**Input for this task**
* start *

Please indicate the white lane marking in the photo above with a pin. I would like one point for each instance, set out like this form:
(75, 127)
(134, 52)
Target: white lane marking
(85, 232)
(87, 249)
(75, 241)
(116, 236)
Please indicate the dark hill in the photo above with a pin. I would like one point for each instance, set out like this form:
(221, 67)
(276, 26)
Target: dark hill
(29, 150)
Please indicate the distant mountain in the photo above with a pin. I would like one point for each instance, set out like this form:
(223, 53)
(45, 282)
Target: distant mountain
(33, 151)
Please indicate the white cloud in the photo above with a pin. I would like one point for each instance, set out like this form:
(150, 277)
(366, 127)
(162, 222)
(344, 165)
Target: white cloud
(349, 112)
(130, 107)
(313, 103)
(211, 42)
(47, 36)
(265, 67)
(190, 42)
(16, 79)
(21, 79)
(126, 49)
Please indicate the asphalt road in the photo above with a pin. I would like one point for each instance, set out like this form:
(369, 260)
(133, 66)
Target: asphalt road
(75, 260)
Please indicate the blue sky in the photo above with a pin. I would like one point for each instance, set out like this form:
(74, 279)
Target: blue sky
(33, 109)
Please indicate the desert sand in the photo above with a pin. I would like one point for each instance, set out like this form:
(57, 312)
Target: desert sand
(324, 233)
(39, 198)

* end *
* start *

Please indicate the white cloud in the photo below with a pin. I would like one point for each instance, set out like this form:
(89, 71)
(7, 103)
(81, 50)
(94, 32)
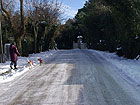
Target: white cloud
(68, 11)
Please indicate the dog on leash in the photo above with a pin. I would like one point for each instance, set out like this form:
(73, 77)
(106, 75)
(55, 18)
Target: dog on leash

* end *
* start *

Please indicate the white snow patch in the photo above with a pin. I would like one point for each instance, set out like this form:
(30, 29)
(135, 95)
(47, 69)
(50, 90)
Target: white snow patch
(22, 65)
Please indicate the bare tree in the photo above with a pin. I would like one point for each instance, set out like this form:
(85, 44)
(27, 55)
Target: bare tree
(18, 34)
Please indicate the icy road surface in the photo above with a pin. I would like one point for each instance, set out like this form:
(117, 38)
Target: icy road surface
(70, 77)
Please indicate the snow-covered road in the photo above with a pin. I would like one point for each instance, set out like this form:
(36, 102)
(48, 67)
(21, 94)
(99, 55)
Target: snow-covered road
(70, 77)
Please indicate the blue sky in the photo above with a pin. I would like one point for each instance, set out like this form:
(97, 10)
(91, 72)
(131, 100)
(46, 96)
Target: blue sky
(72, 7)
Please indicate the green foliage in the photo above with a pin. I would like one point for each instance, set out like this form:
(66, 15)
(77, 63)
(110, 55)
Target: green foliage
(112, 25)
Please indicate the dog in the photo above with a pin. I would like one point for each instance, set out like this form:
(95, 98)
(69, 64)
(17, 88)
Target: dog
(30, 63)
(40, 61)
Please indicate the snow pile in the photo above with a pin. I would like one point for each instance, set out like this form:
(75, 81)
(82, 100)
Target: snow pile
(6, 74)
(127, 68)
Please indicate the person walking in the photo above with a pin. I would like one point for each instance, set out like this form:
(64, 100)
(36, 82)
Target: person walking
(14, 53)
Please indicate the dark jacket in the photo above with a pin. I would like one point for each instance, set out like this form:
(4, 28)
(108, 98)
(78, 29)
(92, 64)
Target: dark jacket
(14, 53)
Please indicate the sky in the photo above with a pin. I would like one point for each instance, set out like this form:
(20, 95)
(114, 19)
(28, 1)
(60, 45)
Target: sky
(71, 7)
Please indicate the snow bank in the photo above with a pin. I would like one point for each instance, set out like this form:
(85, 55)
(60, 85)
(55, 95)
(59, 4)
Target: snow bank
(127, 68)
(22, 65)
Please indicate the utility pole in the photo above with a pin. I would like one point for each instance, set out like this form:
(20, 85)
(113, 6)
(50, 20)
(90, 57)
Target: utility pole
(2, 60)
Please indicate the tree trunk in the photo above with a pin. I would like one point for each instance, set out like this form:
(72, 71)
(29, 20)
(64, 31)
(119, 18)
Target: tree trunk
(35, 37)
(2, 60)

* end *

**Given task**
Can you show every line of the records above that contains the word "trunk", copied in full?

**Answer to the task**
Please indicate the tree trunk in the photo above with a pin. I would like one point for each instance, set out like this form:
Target: tree trunk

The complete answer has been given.